--- WHAT TO PRODUCE ---
List every factor that the excerpt on CAP pathogens says future studies should evaluate for its influence on the microbial pattern of CAP.

--- DOCUMENT EXCERPT ---
========================================================================

Molecular methods like PCR emphasises the effective identification of respiratory bacterial pathogens. Screening for the typical pathogens of CAP such as S.pneumoniae and H.influenzae were confirmed by PCR techniques in the present study. LytA (N-acetylmuramoyl-L-alanine-amidase), is the major autolytic enzyme of Pneumococcus being responsible for the deoxycholate and penicillin induced cell lysis in the stationary phase with great clinical importance [34]. The 16s rRNA gene diversity showed a higher level of diversity in H.influenzae ranging from 0.6% to 2.73% as reported by Sacchi CT et al., [35]. The detection of both lytA gene (229 bp) and the 16s rRNA (538 bp) of S.pneumoniae and H.influenzae respectively in this study showed that PCR is a highly sensitive and specific technique in identifying the bacterial aetiology of lower respiratory tract infections.
Future studies should evaluate the influence of age, co-morbidity, and disease severity on the microbial pattern of CAP. Due to the emergence of resistant S.pneumoniae and S.aureus- two key pathogens causing CAP, establishment of antimicrobial stewardship, infection control program and ongoing antimicrobial resistance surveillance is a key to guide clinicians and policy makers about optimal antibiotic management of CAP in the present study setting [36].
Limitation(s)

========================================================================

--- PROVIDED DATA ---
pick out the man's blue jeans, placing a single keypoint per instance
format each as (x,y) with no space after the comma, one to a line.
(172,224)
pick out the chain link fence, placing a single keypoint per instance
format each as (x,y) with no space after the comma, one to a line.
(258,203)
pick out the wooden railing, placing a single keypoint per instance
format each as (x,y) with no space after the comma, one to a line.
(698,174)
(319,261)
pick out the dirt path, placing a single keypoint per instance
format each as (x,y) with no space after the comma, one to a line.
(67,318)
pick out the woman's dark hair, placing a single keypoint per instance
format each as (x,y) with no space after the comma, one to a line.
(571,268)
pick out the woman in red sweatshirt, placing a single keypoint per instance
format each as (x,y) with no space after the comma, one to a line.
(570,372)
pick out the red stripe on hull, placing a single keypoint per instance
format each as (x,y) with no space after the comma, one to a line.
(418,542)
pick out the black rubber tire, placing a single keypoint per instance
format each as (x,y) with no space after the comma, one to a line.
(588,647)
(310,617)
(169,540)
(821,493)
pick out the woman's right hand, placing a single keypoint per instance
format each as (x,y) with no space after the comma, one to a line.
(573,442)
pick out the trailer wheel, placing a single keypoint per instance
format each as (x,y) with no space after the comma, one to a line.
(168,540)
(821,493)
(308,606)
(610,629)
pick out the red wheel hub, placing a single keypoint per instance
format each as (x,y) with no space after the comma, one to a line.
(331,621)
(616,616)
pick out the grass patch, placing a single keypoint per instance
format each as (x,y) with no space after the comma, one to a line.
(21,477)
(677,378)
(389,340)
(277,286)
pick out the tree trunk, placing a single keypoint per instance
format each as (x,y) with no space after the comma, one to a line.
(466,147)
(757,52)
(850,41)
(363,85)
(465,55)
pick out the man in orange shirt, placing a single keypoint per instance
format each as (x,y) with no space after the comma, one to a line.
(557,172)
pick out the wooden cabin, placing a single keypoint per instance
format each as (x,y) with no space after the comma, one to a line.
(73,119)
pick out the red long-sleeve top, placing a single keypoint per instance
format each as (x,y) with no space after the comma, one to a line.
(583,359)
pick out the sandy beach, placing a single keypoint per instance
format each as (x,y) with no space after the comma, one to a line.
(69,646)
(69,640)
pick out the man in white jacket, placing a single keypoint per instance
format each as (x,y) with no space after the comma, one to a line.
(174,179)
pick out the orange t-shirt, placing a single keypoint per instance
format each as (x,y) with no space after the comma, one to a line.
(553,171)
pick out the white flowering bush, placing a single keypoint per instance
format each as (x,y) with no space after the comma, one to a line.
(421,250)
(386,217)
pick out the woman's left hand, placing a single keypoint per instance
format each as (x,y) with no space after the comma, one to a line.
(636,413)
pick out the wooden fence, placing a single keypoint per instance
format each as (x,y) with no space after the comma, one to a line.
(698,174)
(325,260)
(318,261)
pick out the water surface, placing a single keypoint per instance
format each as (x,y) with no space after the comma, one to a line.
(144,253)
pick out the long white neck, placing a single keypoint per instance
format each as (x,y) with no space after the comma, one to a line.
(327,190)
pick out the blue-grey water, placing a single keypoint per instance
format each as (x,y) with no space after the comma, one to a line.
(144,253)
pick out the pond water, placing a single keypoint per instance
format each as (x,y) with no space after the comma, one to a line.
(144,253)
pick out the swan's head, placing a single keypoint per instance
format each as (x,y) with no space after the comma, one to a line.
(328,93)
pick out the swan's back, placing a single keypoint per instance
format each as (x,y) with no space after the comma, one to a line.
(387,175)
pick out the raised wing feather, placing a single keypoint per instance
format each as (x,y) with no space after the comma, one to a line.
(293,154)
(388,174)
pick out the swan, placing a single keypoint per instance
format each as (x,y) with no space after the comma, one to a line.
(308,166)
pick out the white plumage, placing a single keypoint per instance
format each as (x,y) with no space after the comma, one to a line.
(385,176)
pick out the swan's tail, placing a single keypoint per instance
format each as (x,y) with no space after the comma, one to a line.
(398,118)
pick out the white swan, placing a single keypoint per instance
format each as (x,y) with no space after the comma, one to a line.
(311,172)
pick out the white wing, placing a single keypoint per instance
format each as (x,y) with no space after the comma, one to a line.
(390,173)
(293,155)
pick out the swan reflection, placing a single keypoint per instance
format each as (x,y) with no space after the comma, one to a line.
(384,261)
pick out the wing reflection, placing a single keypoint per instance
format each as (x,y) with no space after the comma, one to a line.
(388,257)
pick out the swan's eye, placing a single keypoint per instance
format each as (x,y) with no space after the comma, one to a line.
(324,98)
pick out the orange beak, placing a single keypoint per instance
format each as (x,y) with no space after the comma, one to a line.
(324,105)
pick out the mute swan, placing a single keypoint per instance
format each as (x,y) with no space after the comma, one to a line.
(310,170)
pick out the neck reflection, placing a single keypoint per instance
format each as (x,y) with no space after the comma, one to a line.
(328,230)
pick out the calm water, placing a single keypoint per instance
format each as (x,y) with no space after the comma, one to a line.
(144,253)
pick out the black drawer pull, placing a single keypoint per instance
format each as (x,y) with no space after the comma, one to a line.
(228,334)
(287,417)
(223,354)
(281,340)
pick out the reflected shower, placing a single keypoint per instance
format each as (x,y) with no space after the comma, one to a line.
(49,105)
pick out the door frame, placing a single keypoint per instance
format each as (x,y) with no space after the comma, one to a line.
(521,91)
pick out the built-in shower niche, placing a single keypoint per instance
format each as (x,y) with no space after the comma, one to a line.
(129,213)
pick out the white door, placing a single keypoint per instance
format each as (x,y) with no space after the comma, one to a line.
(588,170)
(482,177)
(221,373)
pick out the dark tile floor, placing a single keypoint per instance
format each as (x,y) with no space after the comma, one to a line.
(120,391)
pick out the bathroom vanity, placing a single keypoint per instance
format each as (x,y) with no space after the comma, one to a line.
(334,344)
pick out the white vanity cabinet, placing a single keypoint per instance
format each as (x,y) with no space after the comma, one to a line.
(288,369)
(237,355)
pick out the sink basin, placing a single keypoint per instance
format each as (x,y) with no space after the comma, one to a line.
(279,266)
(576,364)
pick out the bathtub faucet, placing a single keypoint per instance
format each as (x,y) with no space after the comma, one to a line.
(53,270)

========================================================================

--- PROBLEM SOLUTION ---
Age, co-morbidity, disease severity